[WORK INSTRUCTIONS] Report every line of the material below that contains the word "helmet", copying each of those lines in full.

** START DATA SECTION **

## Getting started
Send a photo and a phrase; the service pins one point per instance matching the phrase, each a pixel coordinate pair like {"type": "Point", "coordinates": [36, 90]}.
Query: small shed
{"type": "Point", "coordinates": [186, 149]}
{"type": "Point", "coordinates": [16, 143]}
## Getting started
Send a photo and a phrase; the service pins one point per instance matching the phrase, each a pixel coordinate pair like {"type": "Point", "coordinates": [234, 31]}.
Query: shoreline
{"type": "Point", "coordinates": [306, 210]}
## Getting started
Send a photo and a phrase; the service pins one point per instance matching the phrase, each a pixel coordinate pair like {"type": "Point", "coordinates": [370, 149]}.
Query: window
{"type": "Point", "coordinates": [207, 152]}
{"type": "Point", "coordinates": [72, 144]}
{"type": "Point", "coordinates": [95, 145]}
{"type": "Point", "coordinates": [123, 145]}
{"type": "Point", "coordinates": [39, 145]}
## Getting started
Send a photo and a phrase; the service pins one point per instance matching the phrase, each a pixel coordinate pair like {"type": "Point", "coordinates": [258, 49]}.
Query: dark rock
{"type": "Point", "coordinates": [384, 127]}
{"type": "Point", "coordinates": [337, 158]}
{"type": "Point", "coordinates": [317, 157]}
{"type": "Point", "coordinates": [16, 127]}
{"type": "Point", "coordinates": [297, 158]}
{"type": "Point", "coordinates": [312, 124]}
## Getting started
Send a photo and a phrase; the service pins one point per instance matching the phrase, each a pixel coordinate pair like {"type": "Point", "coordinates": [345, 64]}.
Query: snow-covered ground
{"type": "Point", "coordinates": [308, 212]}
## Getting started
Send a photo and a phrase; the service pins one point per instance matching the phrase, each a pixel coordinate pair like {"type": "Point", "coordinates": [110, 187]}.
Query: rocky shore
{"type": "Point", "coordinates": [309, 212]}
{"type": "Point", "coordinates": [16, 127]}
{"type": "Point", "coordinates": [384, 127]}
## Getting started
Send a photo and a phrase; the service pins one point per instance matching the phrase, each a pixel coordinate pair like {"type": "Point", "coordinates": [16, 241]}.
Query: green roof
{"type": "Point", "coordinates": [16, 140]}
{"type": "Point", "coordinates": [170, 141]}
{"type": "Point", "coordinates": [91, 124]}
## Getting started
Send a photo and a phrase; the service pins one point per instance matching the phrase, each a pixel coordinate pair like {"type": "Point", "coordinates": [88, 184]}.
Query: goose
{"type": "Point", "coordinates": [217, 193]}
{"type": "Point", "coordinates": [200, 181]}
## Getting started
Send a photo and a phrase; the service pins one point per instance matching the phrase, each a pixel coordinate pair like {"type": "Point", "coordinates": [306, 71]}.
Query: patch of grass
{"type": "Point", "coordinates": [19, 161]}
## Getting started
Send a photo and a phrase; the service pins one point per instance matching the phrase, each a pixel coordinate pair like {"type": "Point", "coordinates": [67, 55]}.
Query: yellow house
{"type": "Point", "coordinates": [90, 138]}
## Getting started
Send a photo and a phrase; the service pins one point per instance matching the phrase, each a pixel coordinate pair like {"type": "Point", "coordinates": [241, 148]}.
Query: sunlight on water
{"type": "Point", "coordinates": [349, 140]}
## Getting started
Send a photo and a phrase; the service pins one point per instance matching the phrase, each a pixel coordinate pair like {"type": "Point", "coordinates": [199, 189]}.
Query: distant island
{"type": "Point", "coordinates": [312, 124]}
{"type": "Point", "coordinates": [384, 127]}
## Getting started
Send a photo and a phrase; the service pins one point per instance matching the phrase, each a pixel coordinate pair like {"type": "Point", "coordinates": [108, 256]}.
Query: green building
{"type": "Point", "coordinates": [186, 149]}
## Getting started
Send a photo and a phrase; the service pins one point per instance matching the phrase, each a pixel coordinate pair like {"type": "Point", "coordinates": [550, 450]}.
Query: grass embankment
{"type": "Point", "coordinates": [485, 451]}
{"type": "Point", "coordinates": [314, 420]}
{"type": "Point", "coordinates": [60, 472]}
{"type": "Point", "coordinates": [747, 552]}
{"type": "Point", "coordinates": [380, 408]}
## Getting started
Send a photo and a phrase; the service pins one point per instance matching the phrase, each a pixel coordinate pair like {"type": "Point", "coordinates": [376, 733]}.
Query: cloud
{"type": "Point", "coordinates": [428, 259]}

** END DATA SECTION **
** START DATA SECTION **

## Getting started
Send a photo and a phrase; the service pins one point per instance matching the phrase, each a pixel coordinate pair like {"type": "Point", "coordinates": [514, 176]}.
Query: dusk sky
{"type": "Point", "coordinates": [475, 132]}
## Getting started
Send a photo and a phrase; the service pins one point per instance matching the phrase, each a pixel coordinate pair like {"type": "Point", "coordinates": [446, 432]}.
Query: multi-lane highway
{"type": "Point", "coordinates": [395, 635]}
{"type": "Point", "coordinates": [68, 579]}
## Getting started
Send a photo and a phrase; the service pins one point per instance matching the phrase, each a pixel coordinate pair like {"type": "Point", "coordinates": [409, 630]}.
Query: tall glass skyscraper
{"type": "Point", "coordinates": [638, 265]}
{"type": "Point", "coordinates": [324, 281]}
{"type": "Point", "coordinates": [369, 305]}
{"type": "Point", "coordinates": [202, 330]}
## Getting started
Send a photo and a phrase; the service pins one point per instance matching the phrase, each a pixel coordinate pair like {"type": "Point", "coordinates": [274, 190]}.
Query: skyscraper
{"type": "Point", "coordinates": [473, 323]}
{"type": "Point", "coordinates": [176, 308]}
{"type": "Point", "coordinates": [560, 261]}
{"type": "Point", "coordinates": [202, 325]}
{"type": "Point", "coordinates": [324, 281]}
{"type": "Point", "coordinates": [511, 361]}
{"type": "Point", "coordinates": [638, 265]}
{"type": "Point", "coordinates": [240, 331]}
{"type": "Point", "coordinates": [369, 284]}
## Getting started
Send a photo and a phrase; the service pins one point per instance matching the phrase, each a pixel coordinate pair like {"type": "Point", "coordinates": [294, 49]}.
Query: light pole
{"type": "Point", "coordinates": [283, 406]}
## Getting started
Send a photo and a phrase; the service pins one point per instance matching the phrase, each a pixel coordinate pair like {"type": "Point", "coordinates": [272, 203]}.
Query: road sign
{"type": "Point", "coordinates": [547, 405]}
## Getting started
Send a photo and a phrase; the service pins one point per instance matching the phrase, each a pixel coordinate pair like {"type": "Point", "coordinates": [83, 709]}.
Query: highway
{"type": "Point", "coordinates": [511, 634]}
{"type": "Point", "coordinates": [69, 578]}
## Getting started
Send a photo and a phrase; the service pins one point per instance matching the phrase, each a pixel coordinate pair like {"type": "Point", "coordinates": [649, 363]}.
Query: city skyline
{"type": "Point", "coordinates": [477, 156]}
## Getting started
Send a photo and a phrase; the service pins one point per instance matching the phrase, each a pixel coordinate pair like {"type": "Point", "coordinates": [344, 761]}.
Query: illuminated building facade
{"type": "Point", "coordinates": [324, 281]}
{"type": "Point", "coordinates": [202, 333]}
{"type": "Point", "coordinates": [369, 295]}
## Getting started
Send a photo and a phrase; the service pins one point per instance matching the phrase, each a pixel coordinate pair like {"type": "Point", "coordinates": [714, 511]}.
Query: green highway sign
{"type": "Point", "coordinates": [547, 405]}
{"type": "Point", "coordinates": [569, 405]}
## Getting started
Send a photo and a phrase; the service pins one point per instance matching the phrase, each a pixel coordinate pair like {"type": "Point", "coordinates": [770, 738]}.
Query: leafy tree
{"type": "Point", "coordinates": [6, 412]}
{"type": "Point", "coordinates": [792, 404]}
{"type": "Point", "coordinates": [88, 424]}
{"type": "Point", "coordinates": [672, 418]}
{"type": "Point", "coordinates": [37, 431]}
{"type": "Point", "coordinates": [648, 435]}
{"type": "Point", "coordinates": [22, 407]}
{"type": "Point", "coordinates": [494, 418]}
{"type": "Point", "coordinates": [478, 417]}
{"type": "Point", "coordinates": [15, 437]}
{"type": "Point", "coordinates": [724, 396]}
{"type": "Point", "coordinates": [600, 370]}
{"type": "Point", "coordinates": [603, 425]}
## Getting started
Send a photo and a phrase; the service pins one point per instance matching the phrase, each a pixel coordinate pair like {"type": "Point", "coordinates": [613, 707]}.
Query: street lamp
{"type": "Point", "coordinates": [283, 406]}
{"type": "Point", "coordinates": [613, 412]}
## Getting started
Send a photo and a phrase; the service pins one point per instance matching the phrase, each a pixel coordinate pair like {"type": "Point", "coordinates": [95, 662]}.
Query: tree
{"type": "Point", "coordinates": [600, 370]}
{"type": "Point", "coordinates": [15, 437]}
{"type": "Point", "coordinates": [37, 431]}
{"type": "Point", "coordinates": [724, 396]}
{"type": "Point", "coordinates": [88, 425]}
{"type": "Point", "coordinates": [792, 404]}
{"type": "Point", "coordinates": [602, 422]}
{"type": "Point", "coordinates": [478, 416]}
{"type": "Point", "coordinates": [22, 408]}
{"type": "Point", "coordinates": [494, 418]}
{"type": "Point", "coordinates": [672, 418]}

** END DATA SECTION **
** START DATA SECTION **

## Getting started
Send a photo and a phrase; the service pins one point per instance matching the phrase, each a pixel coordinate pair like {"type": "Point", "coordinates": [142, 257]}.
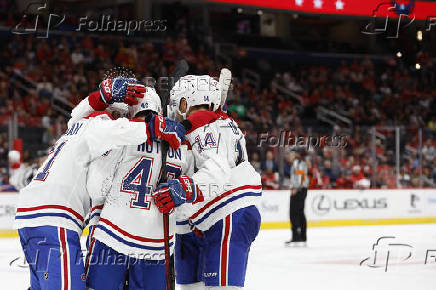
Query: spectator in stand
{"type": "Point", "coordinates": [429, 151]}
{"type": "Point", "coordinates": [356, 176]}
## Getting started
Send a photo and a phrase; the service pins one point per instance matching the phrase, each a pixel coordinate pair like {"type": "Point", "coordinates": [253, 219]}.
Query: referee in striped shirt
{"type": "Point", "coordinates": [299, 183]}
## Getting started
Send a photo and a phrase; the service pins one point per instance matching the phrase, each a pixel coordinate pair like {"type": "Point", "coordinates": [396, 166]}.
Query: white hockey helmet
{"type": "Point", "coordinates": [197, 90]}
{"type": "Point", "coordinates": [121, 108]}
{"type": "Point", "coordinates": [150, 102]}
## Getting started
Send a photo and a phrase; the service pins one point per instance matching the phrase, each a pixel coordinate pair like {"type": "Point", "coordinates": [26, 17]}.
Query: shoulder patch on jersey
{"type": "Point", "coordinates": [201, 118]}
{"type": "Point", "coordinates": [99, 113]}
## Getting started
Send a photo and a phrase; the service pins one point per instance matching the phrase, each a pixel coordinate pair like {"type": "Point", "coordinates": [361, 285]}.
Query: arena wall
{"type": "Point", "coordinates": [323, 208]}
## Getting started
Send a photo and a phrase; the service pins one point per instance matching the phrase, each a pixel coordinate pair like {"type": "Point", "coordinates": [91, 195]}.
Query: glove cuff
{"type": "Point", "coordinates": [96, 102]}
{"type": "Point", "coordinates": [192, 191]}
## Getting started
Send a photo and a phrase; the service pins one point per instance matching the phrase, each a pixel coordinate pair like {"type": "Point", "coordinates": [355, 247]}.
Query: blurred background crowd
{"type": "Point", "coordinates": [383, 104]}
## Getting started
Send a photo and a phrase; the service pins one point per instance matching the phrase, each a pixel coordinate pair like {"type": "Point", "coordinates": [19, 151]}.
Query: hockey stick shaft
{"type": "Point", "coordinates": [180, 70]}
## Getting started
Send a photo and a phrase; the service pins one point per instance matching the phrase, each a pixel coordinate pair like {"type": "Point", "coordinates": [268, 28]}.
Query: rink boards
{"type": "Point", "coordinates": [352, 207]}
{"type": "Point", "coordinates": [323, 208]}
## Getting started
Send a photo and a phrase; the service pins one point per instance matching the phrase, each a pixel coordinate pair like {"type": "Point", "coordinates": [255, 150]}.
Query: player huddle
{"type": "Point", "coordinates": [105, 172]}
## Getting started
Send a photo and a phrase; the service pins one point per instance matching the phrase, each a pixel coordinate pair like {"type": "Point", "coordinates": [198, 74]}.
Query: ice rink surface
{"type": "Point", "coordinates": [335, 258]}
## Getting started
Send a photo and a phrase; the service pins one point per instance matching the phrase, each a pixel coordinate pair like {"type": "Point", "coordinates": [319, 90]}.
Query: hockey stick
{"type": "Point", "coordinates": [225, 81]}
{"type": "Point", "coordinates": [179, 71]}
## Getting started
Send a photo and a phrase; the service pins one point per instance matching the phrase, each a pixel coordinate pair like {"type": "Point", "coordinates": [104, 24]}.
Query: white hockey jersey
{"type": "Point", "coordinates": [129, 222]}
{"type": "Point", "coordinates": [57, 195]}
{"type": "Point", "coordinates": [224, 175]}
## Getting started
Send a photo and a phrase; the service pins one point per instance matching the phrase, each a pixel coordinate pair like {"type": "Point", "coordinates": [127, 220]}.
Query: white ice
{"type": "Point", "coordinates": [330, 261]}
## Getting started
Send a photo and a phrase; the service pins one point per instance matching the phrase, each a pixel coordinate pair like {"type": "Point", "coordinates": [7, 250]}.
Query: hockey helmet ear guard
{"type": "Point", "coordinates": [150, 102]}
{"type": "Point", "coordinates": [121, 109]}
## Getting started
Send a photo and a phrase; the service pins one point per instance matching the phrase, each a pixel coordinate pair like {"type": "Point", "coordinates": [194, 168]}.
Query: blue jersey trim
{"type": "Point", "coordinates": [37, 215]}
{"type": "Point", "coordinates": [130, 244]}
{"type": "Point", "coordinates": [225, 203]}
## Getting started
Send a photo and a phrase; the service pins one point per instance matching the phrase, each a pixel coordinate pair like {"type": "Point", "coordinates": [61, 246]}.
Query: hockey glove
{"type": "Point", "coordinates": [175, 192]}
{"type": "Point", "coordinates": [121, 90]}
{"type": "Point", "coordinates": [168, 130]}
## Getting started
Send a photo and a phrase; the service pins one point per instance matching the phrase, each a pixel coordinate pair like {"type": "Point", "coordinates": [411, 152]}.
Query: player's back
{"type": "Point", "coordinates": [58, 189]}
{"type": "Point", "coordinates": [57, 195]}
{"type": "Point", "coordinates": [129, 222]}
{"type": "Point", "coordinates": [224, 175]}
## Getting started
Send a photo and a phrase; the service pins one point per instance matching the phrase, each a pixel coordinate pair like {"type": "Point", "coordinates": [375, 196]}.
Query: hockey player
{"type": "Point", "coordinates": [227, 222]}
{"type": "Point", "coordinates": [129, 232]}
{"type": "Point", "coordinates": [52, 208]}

** END DATA SECTION **

[TASK SOLUTION]
Query: white hockey helmet
Query: hockey helmet ear guard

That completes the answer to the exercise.